◆ **Source excerpt**
+++

Thursday, March 29, 2012

What is inside your box?


A box.  Such a simple object, yet it can have such a powerful meaning.  It can define your life, and put you in chains.  It can lock you up and never let go.  Why?

I have been reading a fabulous book my sister suggested a couple weeks back.  Actually she discovered it from singer Mandisa's website.  She was going to read it, and then let us know if it was worth the read.  Well, I naturally got very curious, and since the last time we talked she had still not picked up the book, I jumped the gun and purchased it on my own.  The book is titled, Made to Crave by Lysa Terkeurst.  And so far it has hit home on several key points I have been struggling with and rediscovering since I started this new weight loss journey back in January.  One of them is about our box and identity.

My Pintrest profile statement:
Foodie and wine lover. Loves to cook, explore, and drink wine and write all about it. And yeah, I do other stuff too all from the great state of Arizona.

My Twitter profile statement:
Foodie and wine lover. Loves to cook, explore, and drink wine and write all about it. Follow me for good conversation!

Now, the first time you read these two statements above you may say, nice description, what's wrong with that.  And you would be accurate.  However, these statements have defined me since I wrote them a little over a year ago.  I have put them in my box and said to the big wide world via the internet, this is who I am; these are the things that define Renee.  Then I closed my box tight, clingy hopelessly to it, wishing disparately that no one tries to open it.  And that was the problem.

Those statements are not me.  Yes, they are what I may like to do, but not who I am.  Since I have been content to live my life out of that box I filled for the past year, it has defined all my daily choices. 

Foodie is the first word in both those statements.  Once inside that box, that means I not only love food, but live to eat food and not just any food but the best I can get my hands on.  Then once I get my hands on that food item, I must find a way to prepare it the best I know how; otherwise I can no longer call myself a foodie.  Being a foodie also means my travels center around food and what different foods I can taste.  Being a foodie also means I am no longer content to just cooking from the same tried and true cookbooks, I must explore new recipes at the expense of my sanity, I am a foodie damn it.  That was in my box.

And what is the second statement, wine lover.  That one has been in the box forever, and alone it can be a great thing.  Yes, I love to drink and enjoy wine, but it became a part of me, in my duct taped box.  And what does a wine lover look like. Well just like a foodie, everything, every inch of my being was consumed with wine this, and wine that.  Internet reading, twitter tweeting, book consuming, blog writing, about wine filled my days.  They say knowledge is power, and yes it is, but whose knowledge and whose power are you following?  I was following very happily, yet inwardly struggling with the wine box I put myself in.

And finally cooking and exploring, again fine sounding on their own, but once in my box, deadly.  I have always loved to cook, and received that love of the kitchen from watching my mom prepare endless meals for our family while growing up.  It was how she showed her love, yes, she showed it other ways as well, but she loved to cook for us.  That passion was transferred down to me once I got married.  I started cooking for my husband in our tiny 500 square foot apartment, and never looked back.  Again, it was my way of taking care of him and showing my love.  Sounds harmless right, but that defined me.  And once in my box, if I failed to cook, failed at a new recipe, failed to get it just like the picture, my life was doomed.  How could I call myself a home cook if I don't cook tonight, I am a failure.  How could I call myself a home cook if I have never made a quiche, or a soufflé?  Failure.

+++

Recorded data
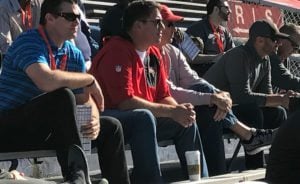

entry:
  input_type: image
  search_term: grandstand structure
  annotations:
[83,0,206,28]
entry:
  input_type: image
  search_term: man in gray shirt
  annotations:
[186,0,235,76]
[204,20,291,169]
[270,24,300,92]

+++

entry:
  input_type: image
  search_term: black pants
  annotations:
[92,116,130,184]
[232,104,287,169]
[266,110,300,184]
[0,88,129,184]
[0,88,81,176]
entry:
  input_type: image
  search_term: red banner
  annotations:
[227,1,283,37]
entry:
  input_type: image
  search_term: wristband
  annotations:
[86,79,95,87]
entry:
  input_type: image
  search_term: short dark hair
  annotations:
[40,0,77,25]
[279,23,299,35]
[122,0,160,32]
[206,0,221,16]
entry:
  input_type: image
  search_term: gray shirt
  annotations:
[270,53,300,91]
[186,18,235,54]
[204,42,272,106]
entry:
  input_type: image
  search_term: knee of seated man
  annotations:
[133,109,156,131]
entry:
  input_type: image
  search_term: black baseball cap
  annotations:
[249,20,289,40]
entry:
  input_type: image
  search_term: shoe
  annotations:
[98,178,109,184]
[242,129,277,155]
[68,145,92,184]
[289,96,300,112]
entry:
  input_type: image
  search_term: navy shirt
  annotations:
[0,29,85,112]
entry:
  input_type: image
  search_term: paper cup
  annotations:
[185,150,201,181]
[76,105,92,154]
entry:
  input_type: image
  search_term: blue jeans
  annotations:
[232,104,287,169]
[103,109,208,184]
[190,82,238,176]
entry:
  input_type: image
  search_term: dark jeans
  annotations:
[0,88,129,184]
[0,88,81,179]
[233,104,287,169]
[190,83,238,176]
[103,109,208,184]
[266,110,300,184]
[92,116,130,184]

+++

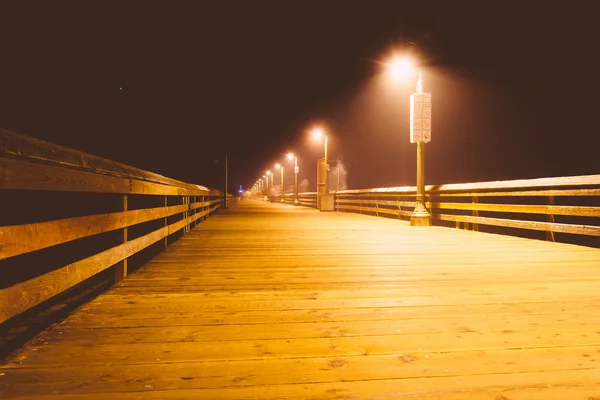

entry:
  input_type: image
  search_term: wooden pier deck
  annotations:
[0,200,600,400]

+++

◆ **Exercises to complete**
1) According to the blog post, where did the writer's sister discover the book she suggested?
2) Reproduce the blog post word for word, starting with "I have been reading" and going on through "state of Arizona.".
3) Write the next part of the blog post about the box, picking up after its final sentence.
The records have no connection to the blog post.

◆ **Answers by task**
1) She discovered it on singer Mandisa's website.

2)
I have been reading a fabulous book my sister suggested a couple weeks back.  Actually she discovered it from singer Mandisa's website.  She was going to read it, and then let us know if it was worth the read.  Well, I naturally got very curious, and since the last time we talked she had still not picked up the book, I jumped the gun and purchased it on my own.  The book is titled, Made to Crave by Lysa Terkeurst.  And so far it has hit home on several key points I have been struggling with and rediscovering since I started this new weight loss journey back in January.  One of them is about our box and identity.

My Pintrest profile statement:
Foodie and wine lover. Loves to cook, explore, and drink wine and write all about it. And yeah, I do other stuff too all from the great state of Arizona.

3)
Once in the box I had to live up to those standards.   If not who am I?   I may have to open my little box and take something out, but that is scary because I like my little box.  Without the box, what do I do?  I will answer that later.

What does this have to do with weight loss?  Everything!  Wine, food, cooking, exploring, all great things, but as your identity they are useless.  Or as my dad would say, useless as tits on a boar hog!  Why are they useless?  Well for one, it made me gain weight, and has always made me gain weight regardless of how I defined it.  The more you think about food and wine, the more you want to eat and drink the stuff.  I don't care who you are, if that is all you are dwelling on, it will overtake even the most common sense, self-disciplined person.  I mean I was going to Weight Watchers for a time, and you want to know what I did as soon as I got home, my deep dark secret, I ate.   And I did go home and eat a freaking apple?  No, I ate, candy, chocolate, cookies, anything forbidden that I could get my hands on.  Why?  Why not, I had just weighed in, and regardless of the result up or down pounds, I needed a pick me up, a pat on the back for a job well done.  And that good job was, I was starting a new week on Weight Watchers. Plus, I had just spent the last 30 minutes listening and talking about food.  It is just like anything in the world.  If you think about sex all day, well what do you want to do, have sex.  And if you can't, well that leads to frustrations and anger.  Same with food.  If food in is your identity box, it defines your very existence, your life and everything surrounding it.

We all put or have put ourselves in a box, it is just human nature.  We need or as my book says, we crave the desire to be able to define ourselves and let others know what we are about.  We crave unconditional love, acceptance, and power.  And if we create a box we feel we are happy with, we can share that box with others.  Hey, maybe this guy or this group has the same box as me, okay I feel accepted, and I feel loved by this.  Well what happens when their box changes and yours does not?  What happens if you open your box and try to fill it with something new?  That perceived love, that perceived acceptance, is gone.  Now what?  Start over?  Become depressed?  Dig deeper into that box, add more, and subtract some?  Give up?  Or give in?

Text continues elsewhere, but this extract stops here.